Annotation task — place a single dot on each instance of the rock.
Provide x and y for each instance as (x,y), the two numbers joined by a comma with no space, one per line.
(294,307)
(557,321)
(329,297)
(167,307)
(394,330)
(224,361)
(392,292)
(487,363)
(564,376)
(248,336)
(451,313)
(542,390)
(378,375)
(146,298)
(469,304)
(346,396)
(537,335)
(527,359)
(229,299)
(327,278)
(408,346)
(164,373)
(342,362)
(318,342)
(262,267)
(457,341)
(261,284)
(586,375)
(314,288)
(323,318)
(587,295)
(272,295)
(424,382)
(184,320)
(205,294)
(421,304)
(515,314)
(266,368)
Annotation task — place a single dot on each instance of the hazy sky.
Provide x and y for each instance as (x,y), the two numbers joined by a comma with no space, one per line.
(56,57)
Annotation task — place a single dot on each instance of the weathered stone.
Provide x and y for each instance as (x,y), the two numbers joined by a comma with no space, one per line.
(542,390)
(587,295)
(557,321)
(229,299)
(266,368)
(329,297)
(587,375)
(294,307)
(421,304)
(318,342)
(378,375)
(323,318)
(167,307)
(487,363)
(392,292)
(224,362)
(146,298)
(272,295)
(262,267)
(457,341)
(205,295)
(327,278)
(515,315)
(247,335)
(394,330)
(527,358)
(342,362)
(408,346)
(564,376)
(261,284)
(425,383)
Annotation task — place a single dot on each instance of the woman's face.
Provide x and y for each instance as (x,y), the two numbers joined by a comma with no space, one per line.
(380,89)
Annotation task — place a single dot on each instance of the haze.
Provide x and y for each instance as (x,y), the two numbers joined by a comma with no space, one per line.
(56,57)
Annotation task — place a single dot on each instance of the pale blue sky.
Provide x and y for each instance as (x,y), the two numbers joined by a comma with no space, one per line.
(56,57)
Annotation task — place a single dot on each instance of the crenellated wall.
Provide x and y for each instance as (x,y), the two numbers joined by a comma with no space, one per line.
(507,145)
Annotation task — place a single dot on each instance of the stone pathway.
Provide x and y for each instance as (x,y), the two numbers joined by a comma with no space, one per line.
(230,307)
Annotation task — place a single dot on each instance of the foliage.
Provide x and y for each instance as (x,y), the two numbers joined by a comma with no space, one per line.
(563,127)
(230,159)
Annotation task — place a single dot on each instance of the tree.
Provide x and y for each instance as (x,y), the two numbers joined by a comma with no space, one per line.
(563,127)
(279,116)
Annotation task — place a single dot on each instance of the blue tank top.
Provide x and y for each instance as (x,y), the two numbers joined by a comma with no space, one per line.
****
# WHAT TO PRODUCE:
Above are some records; extract every one of them exactly.

# TASK SOLUTION:
Annotation task — place a single dot on each instance of the rock.
Provide x and y for each instance as (x,y), the two numbers joined by a comma with no space, one per line.
(294,307)
(557,321)
(329,297)
(167,307)
(394,330)
(224,361)
(392,292)
(487,363)
(564,376)
(248,336)
(451,313)
(542,390)
(378,375)
(146,298)
(469,304)
(346,396)
(537,335)
(527,359)
(229,299)
(327,278)
(408,346)
(164,373)
(342,362)
(318,342)
(262,267)
(457,341)
(261,284)
(586,375)
(314,288)
(323,318)
(587,295)
(272,295)
(424,382)
(184,320)
(205,294)
(421,304)
(515,314)
(266,368)
Annotation task — place a single dot on each instance of the hazy sky.
Provide x and y for each instance as (x,y), the two numbers joined by a comma with no space, one per line.
(56,57)
Annotation task — place a single dot on each instance of the weathered stone.
Provide x and y for each instance as (x,y), the two numbers joined by a comma with no space, one per line.
(542,390)
(587,295)
(557,321)
(229,299)
(266,368)
(329,297)
(587,375)
(294,307)
(421,304)
(318,342)
(378,375)
(323,318)
(167,307)
(487,363)
(392,292)
(224,362)
(146,298)
(272,295)
(262,267)
(457,341)
(205,295)
(327,278)
(515,315)
(247,335)
(394,330)
(527,358)
(342,362)
(408,346)
(564,376)
(261,284)
(425,383)
Annotation task — place a single dot on each instance of the woman's face.
Provide x and y for each instance as (x,y), the two numbers joined by a comma with no space, one per line.
(380,89)
Annotation task — place a single dot on each instance of the haze.
Provide x and y for each instance as (x,y), the two numbers joined by a comma with no space, one per line.
(56,57)
Annotation task — place a single dot on each instance of the pale blue sky.
Provide x and y for each instance as (x,y), the two numbers joined by a comma with no space, one per line.
(56,57)
Annotation task — place a single dot on each instance of the crenellated wall.
Provide x and y for each instance as (x,y), the two numbers joined by a comma with no space, one per line.
(507,145)
Annotation task — place a single dot on each instance of the stone pathway.
Provide x and y for each instance as (x,y), the two numbers joined by a comma with no space, one per line.
(230,307)
Annotation task — place a single dot on each instance of the foliage.
Provide x and y for each instance as (x,y), the two numbers joined by a comma with no space, one per line.
(563,127)
(230,159)
Annotation task — place a single dot on each instance of the tree.
Provide x and y for each instance as (x,y), the two numbers joined by a comma with no space, one per line.
(563,127)
(279,116)
Annotation task — place a single dot on each instance of the blue tank top.
Provide x and y for each instance as (x,y), the two numbers joined by a comma with no space, one per line.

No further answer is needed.